[Pointing records]
»»

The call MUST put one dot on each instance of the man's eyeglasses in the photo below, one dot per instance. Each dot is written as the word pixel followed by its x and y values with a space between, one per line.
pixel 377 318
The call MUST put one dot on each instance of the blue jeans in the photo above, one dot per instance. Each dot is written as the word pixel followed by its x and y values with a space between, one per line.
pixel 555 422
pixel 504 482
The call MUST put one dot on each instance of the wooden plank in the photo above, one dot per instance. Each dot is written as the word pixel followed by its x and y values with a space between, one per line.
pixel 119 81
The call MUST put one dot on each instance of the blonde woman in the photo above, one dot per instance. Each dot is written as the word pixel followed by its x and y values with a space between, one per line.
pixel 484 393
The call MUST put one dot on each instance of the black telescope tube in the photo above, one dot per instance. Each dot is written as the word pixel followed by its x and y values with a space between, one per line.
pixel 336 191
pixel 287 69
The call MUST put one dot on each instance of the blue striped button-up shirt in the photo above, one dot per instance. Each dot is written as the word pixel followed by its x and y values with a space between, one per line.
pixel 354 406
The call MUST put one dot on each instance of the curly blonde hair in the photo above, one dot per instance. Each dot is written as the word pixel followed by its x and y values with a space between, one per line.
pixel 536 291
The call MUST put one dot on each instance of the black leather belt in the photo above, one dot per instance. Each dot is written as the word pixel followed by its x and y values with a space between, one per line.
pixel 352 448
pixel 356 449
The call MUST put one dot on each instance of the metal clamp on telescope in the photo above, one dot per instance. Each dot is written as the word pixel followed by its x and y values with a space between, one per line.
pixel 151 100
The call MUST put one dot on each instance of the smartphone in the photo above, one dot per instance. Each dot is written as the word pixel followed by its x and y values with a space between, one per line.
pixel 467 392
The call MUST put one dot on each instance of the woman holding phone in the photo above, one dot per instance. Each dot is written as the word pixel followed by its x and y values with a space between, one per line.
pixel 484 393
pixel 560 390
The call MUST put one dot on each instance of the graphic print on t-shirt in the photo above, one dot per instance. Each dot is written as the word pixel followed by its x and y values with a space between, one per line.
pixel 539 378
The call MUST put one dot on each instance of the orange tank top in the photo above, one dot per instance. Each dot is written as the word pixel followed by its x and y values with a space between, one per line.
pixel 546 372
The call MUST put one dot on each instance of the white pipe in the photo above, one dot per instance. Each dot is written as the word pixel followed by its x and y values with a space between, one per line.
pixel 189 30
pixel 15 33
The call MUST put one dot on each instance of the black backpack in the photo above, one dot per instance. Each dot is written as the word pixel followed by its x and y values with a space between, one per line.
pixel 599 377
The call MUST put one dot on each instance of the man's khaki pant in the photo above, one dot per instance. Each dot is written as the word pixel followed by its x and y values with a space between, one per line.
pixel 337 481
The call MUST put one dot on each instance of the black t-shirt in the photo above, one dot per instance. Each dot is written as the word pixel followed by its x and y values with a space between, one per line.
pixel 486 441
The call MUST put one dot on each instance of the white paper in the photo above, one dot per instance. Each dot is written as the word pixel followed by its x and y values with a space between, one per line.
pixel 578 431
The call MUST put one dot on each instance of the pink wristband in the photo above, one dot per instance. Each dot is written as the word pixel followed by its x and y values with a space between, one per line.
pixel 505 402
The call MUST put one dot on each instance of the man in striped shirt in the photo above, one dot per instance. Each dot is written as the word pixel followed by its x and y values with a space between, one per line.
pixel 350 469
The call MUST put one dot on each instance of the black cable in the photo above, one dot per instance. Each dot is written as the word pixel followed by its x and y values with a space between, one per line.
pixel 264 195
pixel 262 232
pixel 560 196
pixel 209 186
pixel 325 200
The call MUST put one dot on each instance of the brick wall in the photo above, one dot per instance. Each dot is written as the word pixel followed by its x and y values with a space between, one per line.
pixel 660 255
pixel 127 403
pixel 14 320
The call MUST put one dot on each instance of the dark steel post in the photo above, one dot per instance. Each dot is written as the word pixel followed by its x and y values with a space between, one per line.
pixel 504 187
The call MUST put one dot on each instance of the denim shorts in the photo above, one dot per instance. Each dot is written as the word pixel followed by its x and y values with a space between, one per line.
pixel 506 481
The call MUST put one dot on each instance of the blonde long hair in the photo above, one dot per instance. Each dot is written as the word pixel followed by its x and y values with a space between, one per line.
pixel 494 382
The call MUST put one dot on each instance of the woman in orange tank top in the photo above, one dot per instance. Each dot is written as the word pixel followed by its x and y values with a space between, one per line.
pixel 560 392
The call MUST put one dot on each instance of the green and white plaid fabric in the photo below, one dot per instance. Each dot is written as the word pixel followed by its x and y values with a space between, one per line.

««

What to do: Copy out the lines from the line with "the white paper" through the line with "pixel 578 431", both included, word for word.

The response:
The call MUST put one dot on each instance of the white paper in the photo above, one dot per instance. Each dot is written as the word pixel followed by its x and y values with a space between, one per line.
pixel 578 431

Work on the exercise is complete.